MANILA, Philippines—The country’s rising inflation rate will return to normal once policy makers address supply bottlenecks that have pushed the consumer price index to its highest level in two years, according to economists and market watchers.
Pending more meaningful moves to increase the supply of certain food items in the local market, however, prices of basic goods and services would continue to accelerate beyond the government’s target range. The supply of pork was of particular concern because of several factors, among them an outbreak of African swine fever.
This was how Nicholas Mapa, ING Bank Manila senior economist, sees the coming days in terms of prices.
Mapa explained that financial markets have factored in the reality of higher inflation for the bulk of 2020 and have adjusted their expectations accordingly, easing pressure on the Bangko Sentral ng Pilipinas (BSP) for an immediate response.
“Looking at the similarities and the differences [between the current and previous bouts of high prices], we may be more comfortable in the notion that inflation will not likely run away as badly as it did back in 2018,” he said in a note to media.

JOB 1: Can you copy the rows word for word, starting with the first row and going on through the line that contains "[[634, 326], [285, 285], [17, 379]]", with both ends included?

TASK INPUT:
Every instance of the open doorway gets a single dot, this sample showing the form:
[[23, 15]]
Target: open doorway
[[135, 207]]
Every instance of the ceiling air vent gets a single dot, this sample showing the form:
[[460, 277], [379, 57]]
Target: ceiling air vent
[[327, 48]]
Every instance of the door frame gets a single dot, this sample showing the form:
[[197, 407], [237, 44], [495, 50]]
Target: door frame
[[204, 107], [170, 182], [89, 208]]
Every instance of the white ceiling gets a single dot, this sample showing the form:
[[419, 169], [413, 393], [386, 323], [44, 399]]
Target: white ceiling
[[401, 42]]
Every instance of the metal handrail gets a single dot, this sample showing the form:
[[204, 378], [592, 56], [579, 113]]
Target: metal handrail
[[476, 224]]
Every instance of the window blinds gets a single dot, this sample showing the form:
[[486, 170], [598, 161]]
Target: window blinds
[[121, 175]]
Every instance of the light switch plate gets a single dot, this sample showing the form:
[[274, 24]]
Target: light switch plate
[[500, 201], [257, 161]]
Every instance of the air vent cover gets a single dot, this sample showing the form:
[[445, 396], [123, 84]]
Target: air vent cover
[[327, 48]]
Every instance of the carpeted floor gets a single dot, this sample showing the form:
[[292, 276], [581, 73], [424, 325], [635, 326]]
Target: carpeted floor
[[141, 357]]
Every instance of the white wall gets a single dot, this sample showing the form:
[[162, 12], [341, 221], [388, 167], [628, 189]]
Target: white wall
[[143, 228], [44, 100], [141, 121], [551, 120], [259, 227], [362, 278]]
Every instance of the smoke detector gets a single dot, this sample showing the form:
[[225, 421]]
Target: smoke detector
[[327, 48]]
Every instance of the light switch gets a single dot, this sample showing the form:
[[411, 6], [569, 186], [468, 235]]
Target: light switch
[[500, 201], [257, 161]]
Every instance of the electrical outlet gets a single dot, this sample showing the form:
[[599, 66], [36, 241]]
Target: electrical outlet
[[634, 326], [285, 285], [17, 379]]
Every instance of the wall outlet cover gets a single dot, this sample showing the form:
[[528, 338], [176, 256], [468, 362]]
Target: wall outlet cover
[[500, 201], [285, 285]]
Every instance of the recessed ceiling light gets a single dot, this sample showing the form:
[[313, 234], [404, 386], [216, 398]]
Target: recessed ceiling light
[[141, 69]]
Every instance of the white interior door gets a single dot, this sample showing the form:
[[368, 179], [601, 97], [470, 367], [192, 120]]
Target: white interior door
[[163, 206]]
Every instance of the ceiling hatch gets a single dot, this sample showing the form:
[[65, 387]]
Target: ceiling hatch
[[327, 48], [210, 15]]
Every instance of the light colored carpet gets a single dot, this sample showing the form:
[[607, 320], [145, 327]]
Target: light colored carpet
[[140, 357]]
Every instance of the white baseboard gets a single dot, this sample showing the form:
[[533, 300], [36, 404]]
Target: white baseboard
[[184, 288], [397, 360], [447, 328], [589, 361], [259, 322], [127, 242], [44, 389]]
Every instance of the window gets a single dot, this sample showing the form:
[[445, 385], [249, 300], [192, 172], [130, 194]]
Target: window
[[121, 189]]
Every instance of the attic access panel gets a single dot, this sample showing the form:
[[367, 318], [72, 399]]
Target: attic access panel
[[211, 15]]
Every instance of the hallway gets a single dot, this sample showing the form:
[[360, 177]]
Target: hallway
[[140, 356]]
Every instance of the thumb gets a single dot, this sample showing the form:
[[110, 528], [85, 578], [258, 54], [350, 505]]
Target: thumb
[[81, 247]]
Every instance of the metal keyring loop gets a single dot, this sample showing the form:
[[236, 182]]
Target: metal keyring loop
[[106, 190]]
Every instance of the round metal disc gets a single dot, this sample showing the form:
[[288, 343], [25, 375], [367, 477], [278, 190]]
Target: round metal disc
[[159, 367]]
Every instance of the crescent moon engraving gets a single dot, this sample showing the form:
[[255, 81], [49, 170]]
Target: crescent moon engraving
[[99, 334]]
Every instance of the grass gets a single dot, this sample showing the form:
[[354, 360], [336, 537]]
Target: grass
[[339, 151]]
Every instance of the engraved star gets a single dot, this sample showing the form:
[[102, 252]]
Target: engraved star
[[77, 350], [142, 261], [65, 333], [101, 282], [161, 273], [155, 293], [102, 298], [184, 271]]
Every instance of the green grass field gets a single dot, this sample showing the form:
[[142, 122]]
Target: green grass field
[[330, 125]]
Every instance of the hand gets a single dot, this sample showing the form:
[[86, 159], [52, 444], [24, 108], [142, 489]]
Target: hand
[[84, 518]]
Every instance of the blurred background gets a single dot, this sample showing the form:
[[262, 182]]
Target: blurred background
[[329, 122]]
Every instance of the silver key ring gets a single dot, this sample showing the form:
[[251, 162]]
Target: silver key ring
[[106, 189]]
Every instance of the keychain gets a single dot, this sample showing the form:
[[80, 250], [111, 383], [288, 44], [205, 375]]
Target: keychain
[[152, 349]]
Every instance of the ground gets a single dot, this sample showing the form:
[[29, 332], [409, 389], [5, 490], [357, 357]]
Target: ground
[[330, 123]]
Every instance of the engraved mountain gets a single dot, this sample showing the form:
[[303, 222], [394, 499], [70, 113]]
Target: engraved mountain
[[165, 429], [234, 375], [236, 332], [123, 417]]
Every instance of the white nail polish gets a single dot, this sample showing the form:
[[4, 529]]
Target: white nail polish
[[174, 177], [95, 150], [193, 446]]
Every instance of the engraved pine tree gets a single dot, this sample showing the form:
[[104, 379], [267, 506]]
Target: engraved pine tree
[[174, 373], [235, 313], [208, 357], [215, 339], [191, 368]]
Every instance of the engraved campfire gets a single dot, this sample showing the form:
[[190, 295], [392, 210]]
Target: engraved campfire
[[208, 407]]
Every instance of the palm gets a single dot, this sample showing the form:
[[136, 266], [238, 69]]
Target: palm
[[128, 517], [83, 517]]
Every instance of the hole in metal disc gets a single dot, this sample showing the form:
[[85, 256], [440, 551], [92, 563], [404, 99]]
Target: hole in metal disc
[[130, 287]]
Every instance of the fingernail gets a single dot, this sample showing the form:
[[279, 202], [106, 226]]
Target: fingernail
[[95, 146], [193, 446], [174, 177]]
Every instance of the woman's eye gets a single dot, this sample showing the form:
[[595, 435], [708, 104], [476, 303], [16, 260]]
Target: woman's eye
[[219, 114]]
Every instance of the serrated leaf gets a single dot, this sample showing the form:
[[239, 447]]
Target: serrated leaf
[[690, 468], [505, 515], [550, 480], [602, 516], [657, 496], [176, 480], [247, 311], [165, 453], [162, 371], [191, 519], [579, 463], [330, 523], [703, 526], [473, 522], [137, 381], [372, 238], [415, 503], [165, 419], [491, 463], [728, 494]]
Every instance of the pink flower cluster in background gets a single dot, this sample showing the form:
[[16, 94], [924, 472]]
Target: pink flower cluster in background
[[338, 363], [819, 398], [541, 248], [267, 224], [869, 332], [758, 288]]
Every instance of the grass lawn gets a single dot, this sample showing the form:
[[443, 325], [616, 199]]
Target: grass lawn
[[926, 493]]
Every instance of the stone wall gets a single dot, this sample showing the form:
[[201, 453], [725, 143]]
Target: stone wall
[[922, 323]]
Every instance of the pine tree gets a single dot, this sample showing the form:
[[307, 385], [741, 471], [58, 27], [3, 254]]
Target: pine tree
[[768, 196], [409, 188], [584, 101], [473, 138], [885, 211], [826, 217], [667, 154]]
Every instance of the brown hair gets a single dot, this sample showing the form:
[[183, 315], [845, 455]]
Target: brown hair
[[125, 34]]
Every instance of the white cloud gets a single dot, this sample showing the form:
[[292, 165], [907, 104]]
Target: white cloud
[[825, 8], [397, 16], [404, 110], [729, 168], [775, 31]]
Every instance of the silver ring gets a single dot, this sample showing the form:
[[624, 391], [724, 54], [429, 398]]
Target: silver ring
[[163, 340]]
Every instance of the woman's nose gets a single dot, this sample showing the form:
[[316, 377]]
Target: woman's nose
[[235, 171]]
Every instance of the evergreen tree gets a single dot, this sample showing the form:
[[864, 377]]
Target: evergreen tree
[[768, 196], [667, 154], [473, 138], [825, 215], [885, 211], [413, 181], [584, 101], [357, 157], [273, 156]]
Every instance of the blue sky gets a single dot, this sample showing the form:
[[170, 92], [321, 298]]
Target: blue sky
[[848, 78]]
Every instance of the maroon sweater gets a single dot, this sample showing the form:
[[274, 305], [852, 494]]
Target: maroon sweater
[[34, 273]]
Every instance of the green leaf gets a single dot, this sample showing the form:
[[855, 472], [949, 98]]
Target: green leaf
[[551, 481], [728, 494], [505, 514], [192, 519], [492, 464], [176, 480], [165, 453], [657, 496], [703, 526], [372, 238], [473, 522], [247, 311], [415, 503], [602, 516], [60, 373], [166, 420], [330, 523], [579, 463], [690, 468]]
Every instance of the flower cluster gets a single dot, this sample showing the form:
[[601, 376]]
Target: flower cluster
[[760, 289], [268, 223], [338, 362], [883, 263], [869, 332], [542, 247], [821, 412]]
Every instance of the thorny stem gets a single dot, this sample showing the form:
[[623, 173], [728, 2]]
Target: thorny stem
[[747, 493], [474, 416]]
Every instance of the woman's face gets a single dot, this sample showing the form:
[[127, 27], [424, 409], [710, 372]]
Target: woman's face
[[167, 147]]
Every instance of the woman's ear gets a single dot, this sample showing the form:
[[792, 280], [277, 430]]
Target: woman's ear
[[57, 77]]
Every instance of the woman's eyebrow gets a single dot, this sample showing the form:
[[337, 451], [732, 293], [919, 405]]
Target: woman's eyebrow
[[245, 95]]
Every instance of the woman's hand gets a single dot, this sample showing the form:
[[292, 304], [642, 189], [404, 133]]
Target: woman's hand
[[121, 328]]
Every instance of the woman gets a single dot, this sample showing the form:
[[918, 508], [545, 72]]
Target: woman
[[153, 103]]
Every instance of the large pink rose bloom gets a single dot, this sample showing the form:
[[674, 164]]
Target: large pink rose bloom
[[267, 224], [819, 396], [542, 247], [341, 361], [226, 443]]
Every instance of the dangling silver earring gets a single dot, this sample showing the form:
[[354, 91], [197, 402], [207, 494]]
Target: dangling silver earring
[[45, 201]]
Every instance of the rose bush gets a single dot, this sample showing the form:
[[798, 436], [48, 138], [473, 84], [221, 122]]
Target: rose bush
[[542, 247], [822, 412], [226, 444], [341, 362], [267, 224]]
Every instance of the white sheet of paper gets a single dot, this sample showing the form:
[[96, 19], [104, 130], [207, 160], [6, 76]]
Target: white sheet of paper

JOB 2: Which places and institutions does the inflation article name?

WRITTEN REPLY 1:
Every instance of the open doorway gets a single dot, this sample showing the form:
[[23, 15]]
Target: open doorway
[[135, 207]]
Every instance of the ceiling air vent gets a single dot, this sample showing the form:
[[460, 277], [379, 57]]
Target: ceiling air vent
[[327, 48]]
Every instance of the door frame gets a single dot, this sample showing the form:
[[197, 407], [237, 44], [495, 50]]
Target: door frame
[[204, 107], [170, 182], [89, 208]]
Every instance of the white ceiling gets a single dot, this sample showing the form:
[[419, 169], [413, 393], [386, 323], [44, 399]]
Target: white ceiling
[[401, 42]]
Every instance of the metal handrail gets a single dot, this sample showing the form:
[[204, 378], [592, 56], [579, 113]]
Target: metal handrail
[[476, 224]]
Every instance of the window blinds gets a single dot, this sample showing the form:
[[486, 170], [598, 161]]
Target: window blinds
[[121, 175]]
Every instance of the light switch plate gets a single dot, this sample showing the form:
[[274, 24]]
Target: light switch plate
[[500, 201], [257, 161]]
Every instance of the air vent cover gets a single dot, this sample showing the form:
[[445, 396], [123, 84]]
Target: air vent cover
[[327, 48]]
Every instance of the carpeted floor gets a single dot, this sample showing the form:
[[292, 276], [581, 73], [424, 325], [635, 326]]
Target: carpeted floor
[[141, 357]]
Every instance of the white wall gets a single dot, this sample showing the form:
[[162, 12], [341, 221], [388, 167], [628, 189]]
Target: white wall
[[143, 228], [44, 100], [141, 121], [551, 120], [259, 227], [362, 278]]
Every instance of the smoke detector gets a single dot, this sample showing the form:
[[225, 421]]
Target: smoke detector
[[327, 48]]
Every instance of the light switch gets a single dot, this sample showing the form:
[[411, 6], [569, 186], [468, 235]]
Target: light switch
[[500, 201], [257, 161]]
Every instance of the electrical outlet gets a single dot, this sample showing the form:
[[599, 66], [36, 241]]
Target: electrical outlet
[[634, 326], [285, 285], [17, 379]]

WRITTEN REPLY 2:
Manila
Philippines
ING Bank Manila
Bangko Sentral ng Pilipinas (BSP)